* [PROBLEM DESCRIPTION]:
Line by line, retype the data exactly as it is given.

* [DATASET ENTRIES]:
★ ★ ★ ★ ★ ★ ★

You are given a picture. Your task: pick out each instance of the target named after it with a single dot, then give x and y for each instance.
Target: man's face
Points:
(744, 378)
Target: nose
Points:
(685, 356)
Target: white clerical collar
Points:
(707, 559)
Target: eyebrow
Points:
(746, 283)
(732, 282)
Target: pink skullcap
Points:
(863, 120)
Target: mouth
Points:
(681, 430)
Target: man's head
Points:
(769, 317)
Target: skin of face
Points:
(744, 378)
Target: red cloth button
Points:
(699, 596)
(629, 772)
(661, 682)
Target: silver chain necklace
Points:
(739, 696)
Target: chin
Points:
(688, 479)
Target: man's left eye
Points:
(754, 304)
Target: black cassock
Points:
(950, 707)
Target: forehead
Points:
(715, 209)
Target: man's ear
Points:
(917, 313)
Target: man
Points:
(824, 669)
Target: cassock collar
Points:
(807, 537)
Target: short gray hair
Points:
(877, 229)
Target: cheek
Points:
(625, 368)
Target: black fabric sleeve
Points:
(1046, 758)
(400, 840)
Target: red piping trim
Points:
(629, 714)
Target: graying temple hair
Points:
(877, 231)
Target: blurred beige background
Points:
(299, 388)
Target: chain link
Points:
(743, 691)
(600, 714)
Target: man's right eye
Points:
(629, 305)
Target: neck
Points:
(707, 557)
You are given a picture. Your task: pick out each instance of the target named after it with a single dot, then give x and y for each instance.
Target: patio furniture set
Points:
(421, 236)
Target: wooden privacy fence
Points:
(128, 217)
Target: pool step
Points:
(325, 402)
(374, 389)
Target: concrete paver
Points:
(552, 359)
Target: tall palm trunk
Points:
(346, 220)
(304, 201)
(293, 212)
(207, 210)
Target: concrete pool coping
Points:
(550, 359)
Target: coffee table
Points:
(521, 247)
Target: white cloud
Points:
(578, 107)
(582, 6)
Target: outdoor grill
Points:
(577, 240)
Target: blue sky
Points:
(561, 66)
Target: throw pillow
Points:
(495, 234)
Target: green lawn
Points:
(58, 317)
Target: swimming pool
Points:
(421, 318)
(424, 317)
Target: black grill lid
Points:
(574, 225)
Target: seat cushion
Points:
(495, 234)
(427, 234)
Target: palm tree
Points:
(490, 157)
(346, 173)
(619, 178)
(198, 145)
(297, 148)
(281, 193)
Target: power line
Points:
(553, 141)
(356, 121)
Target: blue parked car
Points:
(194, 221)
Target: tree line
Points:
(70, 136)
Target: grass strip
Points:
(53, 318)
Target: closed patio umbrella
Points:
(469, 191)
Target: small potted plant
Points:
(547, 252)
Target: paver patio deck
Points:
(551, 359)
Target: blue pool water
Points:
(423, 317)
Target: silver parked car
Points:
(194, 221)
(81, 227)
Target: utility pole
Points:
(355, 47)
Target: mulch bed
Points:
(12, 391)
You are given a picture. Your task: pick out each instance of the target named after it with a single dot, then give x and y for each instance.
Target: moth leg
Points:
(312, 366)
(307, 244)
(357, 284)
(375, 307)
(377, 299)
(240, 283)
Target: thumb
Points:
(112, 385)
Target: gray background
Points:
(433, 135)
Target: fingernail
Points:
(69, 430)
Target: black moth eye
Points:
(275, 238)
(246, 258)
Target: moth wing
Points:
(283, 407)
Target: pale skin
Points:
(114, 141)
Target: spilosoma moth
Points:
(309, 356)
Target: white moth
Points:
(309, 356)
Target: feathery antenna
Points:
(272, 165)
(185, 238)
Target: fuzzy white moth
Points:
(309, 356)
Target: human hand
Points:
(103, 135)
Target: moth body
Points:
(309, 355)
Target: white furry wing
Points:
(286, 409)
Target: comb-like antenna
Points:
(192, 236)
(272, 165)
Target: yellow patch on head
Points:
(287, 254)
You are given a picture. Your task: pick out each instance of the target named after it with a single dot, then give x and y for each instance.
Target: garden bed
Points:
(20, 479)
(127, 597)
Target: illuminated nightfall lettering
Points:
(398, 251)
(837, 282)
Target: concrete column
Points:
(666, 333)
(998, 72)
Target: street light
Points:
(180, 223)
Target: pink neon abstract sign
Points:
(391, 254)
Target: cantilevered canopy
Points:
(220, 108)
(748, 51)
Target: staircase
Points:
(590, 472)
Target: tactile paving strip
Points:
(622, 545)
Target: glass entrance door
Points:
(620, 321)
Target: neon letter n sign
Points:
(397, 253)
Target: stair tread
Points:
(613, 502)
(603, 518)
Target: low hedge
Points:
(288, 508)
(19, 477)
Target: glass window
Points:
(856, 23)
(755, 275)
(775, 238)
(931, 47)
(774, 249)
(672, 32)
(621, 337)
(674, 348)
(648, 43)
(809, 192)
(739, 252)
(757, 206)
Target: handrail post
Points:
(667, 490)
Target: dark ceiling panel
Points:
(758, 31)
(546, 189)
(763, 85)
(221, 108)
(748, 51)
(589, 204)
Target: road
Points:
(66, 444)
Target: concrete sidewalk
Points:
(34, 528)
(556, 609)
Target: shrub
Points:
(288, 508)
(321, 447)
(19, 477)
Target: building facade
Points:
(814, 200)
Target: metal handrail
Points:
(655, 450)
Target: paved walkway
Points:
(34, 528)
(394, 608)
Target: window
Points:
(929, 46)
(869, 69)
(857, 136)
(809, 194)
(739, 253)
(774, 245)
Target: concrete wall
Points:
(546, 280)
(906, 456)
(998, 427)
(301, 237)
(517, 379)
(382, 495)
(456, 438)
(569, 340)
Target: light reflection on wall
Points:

★ ★ ★ ★ ★ ★ ★

* [RESULT FOR THIS TASK]:
You are given a picture. Your task: pick out each instance of the target named after it with a single dot, then give x and y for each instance.
Target: man's face
Points:
(744, 378)
Target: nose
Points:
(685, 356)
Target: white clerical collar
Points:
(707, 559)
Target: eyebrow
Points:
(746, 283)
(732, 282)
Target: pink skullcap
Points:
(863, 120)
Target: mouth
Points:
(681, 430)
Target: man's head
Points:
(769, 317)
Target: skin of face
Points:
(744, 378)
Target: red cloth button
Points:
(699, 596)
(629, 772)
(661, 682)
Target: silver chain necklace
Points:
(739, 696)
Target: chin
Points:
(688, 479)
Target: man's left eye
Points:
(754, 304)
Target: black cassock
Points:
(950, 707)
Target: forehead
Points:
(715, 209)
Target: man's ear
Points:
(917, 313)
Target: man
Points:
(824, 669)
Target: cassock collar
Points:
(807, 537)
Target: short gray hair
Points:
(877, 229)
Target: cheek
Points:
(625, 368)
Target: black fabric sleeve
Points:
(1046, 758)
(400, 840)
Target: red piping trim
Points:
(629, 714)
Target: graying temple hair
Points:
(877, 231)
Target: blurred beige background
Points:
(299, 388)
Target: chain link
Points:
(743, 691)
(600, 714)
Target: man's right eye
Points:
(629, 305)
Target: neck
Points:
(707, 557)
You are given a picture. Your task: pick out each instance of the target named after it with a single dot, then give x and y for each instance.
Target: patio furniture set
Points:
(421, 236)
Target: wooden privacy fence
Points:
(128, 217)
Target: pool step
Points:
(325, 402)
(374, 389)
Target: concrete paver
Points:
(552, 359)
Target: tall palm trunk
Points:
(346, 220)
(304, 201)
(293, 212)
(207, 210)
Target: concrete pool coping
Points:
(550, 359)
Target: coffee table
Points:
(521, 247)
Target: white cloud
Points:
(578, 107)
(582, 6)
Target: outdoor grill
Points:
(577, 240)
Target: blue sky
Points:
(561, 66)
Target: throw pillow
Points:
(495, 234)
Target: green lawn
Points:
(58, 317)
Target: swimming pool
Points:
(421, 318)
(424, 317)
Target: black grill lid
Points:
(574, 225)
Target: seat cushion
Points:
(495, 234)
(427, 234)
Target: palm tree
Points:
(490, 157)
(346, 173)
(619, 178)
(198, 145)
(297, 148)
(281, 193)
Target: power line
Points:
(553, 141)
(356, 121)
Target: blue parked car
Points:
(194, 221)
Target: tree line
Points:
(70, 136)
Target: grass strip
Points:
(53, 318)
Target: closed patio umbrella
Points:
(469, 191)
Target: small potted plant
Points:
(547, 252)
Target: paver patio deck
Points:
(551, 359)
Target: blue pool water
Points:
(423, 317)
Target: silver parked car
Points:
(194, 221)
(81, 227)
Target: utility pole
Points:
(355, 47)
Target: mulch bed
Points:
(12, 391)
You are given a picture. Your task: pick out each instance of the target named after it with a single dot, then give x and y for each instance.
Target: moth leg
Points:
(312, 366)
(307, 244)
(357, 284)
(375, 307)
(377, 299)
(240, 283)
Target: thumb
Points:
(112, 385)
Target: gray background
Points:
(433, 135)
Target: fingernail
Points:
(69, 430)
Target: black moth eye
Points:
(275, 238)
(246, 258)
Target: moth wing
Points:
(283, 407)
Target: pale skin
Points:
(114, 141)
Target: spilosoma moth
Points:
(309, 356)
Target: white moth
Points:
(309, 356)
Target: feathery antenna
Points:
(272, 165)
(185, 238)
Target: fuzzy white moth
Points:
(309, 356)
Target: human hand
Points:
(103, 135)
Target: moth body
Points:
(309, 355)
Target: white furry wing
Points:
(286, 409)
Target: comb-like antenna
Points:
(192, 236)
(272, 165)
Target: yellow patch on head
Points:
(287, 254)
You are given a picture. Your task: pick out each instance of the target named after it with a single dot, then give x and y for each instance.
Target: garden bed
Points:
(20, 479)
(127, 597)
Target: illuminated nightfall lettering
Points:
(398, 251)
(837, 282)
Target: concrete column
Points:
(666, 333)
(998, 72)
Target: street light
Points:
(180, 223)
Target: pink neon abstract sign
Points:
(391, 254)
Target: cantilevered canopy
Points:
(220, 108)
(748, 51)
Target: staircase
Points:
(590, 472)
Target: tactile paving strip
Points:
(622, 545)
Target: glass entrance door
Points:
(620, 321)
Target: neon letter n sign
Points:
(397, 253)
Target: stair tread
Points:
(613, 502)
(603, 518)
Target: low hedge
Points:
(288, 508)
(19, 477)
Target: glass window
Points:
(856, 23)
(755, 275)
(775, 238)
(931, 47)
(774, 249)
(672, 32)
(621, 337)
(674, 348)
(648, 43)
(809, 192)
(739, 252)
(757, 206)
Target: handrail post
Points:
(667, 490)
Target: dark ceiling panel
Points:
(758, 31)
(546, 189)
(763, 85)
(221, 108)
(748, 51)
(589, 204)
Target: road
Points:
(66, 444)
Target: concrete sidewalk
Points:
(34, 528)
(556, 609)
Target: shrub
Points:
(288, 508)
(321, 447)
(19, 477)
Target: building facade
Points:
(814, 200)
Target: metal handrail
Points:
(655, 450)
Target: paved walkway
Points:
(34, 528)
(394, 608)
Target: window
Points:
(929, 46)
(869, 69)
(857, 136)
(809, 194)
(739, 253)
(774, 245)
Target: concrete wall
Points:
(546, 280)
(906, 456)
(998, 427)
(301, 237)
(517, 379)
(382, 495)
(456, 438)
(569, 340)
Target: light reflection on wall
Points:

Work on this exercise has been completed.